-- start --
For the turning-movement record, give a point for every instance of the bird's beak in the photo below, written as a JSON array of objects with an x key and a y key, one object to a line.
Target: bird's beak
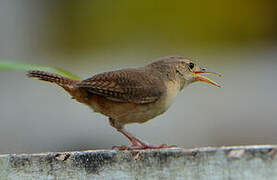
[{"x": 198, "y": 77}]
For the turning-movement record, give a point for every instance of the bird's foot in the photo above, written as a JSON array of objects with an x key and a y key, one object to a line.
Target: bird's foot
[{"x": 143, "y": 147}]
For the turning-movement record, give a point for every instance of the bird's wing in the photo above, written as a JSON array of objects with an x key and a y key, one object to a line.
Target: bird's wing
[{"x": 129, "y": 85}]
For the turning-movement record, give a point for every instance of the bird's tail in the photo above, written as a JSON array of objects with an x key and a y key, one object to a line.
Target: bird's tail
[{"x": 51, "y": 77}]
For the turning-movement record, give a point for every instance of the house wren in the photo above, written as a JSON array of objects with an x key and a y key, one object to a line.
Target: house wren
[{"x": 133, "y": 95}]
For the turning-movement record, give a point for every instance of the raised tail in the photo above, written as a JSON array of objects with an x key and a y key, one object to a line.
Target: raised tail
[{"x": 51, "y": 77}]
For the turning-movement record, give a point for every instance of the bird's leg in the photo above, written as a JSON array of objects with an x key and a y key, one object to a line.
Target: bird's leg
[{"x": 136, "y": 142}]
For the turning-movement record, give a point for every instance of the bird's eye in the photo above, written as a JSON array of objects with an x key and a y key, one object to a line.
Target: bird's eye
[{"x": 191, "y": 65}]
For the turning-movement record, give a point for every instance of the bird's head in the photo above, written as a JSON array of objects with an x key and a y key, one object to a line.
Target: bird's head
[{"x": 185, "y": 70}]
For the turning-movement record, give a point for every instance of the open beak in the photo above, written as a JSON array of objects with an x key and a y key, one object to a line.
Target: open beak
[{"x": 198, "y": 77}]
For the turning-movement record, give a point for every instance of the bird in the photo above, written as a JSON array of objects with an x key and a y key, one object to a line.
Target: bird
[{"x": 133, "y": 95}]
-- end --
**PROBLEM TO SOLVE:**
Starting with the line that contains "of the open" and going on through the end of the records, write out every line again in full, not only the answers. Multiply each x and y coordinate in the answers by 1.3 and round it to a whole number, rounding halves up.

**RESULT BELOW:**
For the turning-movement record, give a point for every instance of the open beak in the photo above, written as a JSON array of objects with an x key and a y key, one object to a line.
Target: open beak
[{"x": 257, "y": 100}]
For the turning-movement record, give a point for every instance of the bird in the photo above, written as a JSON array of objects with an x key and a y key, one object to a line.
Target: bird
[{"x": 173, "y": 124}]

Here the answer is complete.